[Start Stored records]
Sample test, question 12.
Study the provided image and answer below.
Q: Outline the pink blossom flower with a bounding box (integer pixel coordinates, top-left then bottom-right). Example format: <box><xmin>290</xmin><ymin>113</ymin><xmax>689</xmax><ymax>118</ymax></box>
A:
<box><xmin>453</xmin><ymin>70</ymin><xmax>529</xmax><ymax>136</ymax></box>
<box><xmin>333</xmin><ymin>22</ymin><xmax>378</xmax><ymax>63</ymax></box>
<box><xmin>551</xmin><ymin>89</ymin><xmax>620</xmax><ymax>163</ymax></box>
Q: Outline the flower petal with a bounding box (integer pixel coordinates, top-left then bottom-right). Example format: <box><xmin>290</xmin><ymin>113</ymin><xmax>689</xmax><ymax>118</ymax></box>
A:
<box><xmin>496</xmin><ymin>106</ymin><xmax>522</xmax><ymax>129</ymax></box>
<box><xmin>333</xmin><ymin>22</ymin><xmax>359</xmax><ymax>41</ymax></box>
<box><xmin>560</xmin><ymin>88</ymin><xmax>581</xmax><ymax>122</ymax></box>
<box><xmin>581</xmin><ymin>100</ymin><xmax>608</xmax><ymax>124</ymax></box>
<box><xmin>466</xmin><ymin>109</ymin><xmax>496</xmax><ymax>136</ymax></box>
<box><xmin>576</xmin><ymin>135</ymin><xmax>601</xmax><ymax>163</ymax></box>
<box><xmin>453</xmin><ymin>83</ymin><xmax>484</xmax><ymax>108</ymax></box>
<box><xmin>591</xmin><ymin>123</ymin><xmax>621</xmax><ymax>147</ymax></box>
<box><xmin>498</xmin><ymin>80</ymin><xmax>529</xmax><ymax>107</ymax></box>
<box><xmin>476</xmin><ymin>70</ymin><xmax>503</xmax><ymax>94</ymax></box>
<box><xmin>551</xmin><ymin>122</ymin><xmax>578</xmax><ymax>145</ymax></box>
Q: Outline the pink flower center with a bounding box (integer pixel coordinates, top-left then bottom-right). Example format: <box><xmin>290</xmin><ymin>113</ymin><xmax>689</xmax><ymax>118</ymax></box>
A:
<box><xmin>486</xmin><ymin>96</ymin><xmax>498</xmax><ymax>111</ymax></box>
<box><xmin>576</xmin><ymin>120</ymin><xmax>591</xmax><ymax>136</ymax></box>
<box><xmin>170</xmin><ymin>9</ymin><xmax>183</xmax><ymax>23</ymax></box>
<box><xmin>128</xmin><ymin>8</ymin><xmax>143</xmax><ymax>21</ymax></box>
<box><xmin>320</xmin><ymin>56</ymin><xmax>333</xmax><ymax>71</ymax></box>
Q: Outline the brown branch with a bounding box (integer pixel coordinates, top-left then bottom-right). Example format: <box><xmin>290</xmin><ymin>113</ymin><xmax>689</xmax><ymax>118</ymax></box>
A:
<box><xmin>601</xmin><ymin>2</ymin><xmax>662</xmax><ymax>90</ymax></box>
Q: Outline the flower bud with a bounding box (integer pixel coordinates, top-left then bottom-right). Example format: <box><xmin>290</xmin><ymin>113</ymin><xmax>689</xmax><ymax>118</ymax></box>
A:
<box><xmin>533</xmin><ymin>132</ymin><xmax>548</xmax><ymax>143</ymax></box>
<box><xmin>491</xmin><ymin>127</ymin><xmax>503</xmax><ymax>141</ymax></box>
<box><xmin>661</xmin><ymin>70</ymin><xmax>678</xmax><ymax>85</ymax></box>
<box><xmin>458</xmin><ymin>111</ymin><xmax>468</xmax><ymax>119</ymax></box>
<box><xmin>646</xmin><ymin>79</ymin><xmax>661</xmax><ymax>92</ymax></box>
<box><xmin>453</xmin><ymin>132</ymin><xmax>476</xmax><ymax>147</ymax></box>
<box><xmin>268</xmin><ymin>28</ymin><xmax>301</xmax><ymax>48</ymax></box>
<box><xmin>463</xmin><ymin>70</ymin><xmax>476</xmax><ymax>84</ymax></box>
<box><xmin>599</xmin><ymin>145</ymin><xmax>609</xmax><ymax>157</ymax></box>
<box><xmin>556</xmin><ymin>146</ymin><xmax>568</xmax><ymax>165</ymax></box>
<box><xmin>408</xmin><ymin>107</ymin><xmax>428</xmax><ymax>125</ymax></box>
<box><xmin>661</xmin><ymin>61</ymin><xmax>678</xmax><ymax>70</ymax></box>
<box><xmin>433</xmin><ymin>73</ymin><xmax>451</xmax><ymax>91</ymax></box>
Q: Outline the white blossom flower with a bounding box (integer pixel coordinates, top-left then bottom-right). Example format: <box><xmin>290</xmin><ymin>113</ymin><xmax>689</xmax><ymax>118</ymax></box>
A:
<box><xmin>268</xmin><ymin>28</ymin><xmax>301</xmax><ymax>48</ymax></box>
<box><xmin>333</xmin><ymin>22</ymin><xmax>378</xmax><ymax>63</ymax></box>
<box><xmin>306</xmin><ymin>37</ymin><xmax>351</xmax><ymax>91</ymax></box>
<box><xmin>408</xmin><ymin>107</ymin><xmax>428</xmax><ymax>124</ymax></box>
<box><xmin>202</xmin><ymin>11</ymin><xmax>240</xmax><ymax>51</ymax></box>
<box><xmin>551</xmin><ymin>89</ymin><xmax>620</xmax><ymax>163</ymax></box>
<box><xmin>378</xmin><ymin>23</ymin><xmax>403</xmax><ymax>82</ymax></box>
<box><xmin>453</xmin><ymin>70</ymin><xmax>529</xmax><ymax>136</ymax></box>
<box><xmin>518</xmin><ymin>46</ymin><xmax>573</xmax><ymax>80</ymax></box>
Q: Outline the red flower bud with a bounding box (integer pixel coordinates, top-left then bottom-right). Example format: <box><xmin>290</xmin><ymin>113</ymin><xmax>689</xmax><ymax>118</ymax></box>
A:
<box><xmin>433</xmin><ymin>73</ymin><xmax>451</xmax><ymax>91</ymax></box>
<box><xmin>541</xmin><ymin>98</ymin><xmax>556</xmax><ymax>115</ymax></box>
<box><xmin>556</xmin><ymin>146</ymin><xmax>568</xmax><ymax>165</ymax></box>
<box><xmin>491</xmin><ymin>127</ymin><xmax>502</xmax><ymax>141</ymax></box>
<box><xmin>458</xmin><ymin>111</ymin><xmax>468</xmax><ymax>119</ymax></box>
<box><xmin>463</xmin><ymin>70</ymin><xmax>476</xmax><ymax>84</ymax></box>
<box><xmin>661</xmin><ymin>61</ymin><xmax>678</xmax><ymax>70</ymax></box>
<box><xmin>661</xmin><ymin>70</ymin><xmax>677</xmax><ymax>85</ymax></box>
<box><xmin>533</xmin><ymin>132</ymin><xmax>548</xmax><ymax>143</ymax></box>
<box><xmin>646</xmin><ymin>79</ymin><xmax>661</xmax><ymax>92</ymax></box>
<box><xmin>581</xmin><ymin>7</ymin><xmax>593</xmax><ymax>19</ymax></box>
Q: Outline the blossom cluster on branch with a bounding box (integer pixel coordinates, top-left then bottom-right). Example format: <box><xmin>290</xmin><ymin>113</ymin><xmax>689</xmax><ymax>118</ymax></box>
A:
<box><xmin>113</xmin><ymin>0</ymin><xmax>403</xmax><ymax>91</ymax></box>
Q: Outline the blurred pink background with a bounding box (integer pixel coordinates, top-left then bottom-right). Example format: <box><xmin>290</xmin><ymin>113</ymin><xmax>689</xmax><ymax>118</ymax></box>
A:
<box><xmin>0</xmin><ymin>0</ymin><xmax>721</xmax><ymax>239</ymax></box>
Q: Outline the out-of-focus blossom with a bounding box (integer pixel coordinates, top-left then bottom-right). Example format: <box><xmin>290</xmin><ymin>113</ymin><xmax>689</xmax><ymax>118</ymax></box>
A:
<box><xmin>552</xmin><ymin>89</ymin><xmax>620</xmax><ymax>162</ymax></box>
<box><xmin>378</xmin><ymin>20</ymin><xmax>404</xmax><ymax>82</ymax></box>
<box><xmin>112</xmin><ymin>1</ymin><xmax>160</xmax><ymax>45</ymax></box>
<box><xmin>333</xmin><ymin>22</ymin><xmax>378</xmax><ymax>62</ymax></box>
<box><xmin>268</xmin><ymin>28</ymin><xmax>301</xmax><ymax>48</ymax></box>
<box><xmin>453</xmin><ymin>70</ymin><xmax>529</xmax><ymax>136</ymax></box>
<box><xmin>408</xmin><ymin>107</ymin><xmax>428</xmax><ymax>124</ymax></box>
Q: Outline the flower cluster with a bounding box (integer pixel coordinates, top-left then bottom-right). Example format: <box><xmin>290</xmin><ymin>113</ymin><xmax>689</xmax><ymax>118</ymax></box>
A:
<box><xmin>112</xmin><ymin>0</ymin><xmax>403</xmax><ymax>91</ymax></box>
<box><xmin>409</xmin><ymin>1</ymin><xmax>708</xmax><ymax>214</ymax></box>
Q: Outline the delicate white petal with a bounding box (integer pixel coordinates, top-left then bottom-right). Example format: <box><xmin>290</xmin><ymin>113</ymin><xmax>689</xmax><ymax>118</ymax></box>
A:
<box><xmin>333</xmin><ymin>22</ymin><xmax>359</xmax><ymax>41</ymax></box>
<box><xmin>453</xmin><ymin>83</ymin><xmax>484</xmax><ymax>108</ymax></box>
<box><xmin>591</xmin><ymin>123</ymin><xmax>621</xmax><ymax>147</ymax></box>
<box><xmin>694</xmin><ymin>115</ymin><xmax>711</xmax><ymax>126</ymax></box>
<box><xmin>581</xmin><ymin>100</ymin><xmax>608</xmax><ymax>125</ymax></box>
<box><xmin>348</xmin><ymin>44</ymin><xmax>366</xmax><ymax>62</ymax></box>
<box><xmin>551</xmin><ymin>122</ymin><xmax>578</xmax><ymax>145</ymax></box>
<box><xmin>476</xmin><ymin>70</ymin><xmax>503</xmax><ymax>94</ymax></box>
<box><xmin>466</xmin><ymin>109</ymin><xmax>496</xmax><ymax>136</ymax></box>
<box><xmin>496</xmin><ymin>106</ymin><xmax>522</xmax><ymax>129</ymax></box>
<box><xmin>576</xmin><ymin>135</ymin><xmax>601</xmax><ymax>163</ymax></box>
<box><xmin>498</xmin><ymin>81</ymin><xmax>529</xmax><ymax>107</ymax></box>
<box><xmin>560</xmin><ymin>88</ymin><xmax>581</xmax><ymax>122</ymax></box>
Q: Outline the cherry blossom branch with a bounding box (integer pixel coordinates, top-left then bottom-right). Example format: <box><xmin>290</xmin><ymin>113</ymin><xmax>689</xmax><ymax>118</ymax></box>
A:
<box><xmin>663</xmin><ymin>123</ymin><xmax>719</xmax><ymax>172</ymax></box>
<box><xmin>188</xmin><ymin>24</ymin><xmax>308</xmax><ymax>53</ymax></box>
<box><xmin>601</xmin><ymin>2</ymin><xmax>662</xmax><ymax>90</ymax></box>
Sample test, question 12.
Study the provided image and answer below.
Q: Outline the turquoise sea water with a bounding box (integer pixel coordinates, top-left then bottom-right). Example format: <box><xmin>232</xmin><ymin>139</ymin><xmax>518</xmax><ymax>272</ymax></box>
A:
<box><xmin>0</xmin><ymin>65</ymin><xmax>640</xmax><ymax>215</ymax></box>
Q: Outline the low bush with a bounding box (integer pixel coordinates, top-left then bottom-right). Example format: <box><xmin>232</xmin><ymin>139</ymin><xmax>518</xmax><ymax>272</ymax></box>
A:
[End Stored records]
Please render the listing above as a numbered list, starting at the line containing "Q: Outline the delicate" and ending at its last line, leaving out blank lines.

Written answer
1. Q: Outline the delicate white petal with a bounding box (integer pixel coordinates, top-left then bottom-right). Example format: <box><xmin>290</xmin><ymin>113</ymin><xmax>689</xmax><ymax>118</ymax></box>
2. A:
3. <box><xmin>333</xmin><ymin>22</ymin><xmax>359</xmax><ymax>41</ymax></box>
4. <box><xmin>453</xmin><ymin>83</ymin><xmax>484</xmax><ymax>108</ymax></box>
5. <box><xmin>591</xmin><ymin>123</ymin><xmax>621</xmax><ymax>147</ymax></box>
6. <box><xmin>694</xmin><ymin>115</ymin><xmax>711</xmax><ymax>126</ymax></box>
7. <box><xmin>581</xmin><ymin>100</ymin><xmax>608</xmax><ymax>125</ymax></box>
8. <box><xmin>348</xmin><ymin>44</ymin><xmax>366</xmax><ymax>62</ymax></box>
9. <box><xmin>551</xmin><ymin>122</ymin><xmax>578</xmax><ymax>145</ymax></box>
10. <box><xmin>476</xmin><ymin>70</ymin><xmax>503</xmax><ymax>94</ymax></box>
11. <box><xmin>466</xmin><ymin>109</ymin><xmax>496</xmax><ymax>136</ymax></box>
12. <box><xmin>496</xmin><ymin>106</ymin><xmax>522</xmax><ymax>129</ymax></box>
13. <box><xmin>576</xmin><ymin>135</ymin><xmax>601</xmax><ymax>163</ymax></box>
14. <box><xmin>498</xmin><ymin>81</ymin><xmax>529</xmax><ymax>107</ymax></box>
15. <box><xmin>560</xmin><ymin>88</ymin><xmax>581</xmax><ymax>122</ymax></box>
16. Q: Outline the cherry blossom branch with a bounding box (integer pixel coordinates, top-left then bottom-right). Example format: <box><xmin>290</xmin><ymin>113</ymin><xmax>689</xmax><ymax>118</ymax></box>
17. A:
18. <box><xmin>663</xmin><ymin>123</ymin><xmax>719</xmax><ymax>172</ymax></box>
19. <box><xmin>188</xmin><ymin>24</ymin><xmax>308</xmax><ymax>53</ymax></box>
20. <box><xmin>601</xmin><ymin>2</ymin><xmax>662</xmax><ymax>90</ymax></box>
21. Sample test, question 12.
22. Study the provided image and answer below.
23. Q: Outline the turquoise sea water with a bounding box (integer pixel coordinates, top-left then bottom-right). Example format: <box><xmin>232</xmin><ymin>139</ymin><xmax>518</xmax><ymax>272</ymax></box>
24. A:
25. <box><xmin>0</xmin><ymin>65</ymin><xmax>640</xmax><ymax>215</ymax></box>
26. Q: Outline the low bush with a bounding box (integer pixel coordinates, top-left then bottom-right). Example format: <box><xmin>232</xmin><ymin>139</ymin><xmax>518</xmax><ymax>272</ymax></box>
27. A:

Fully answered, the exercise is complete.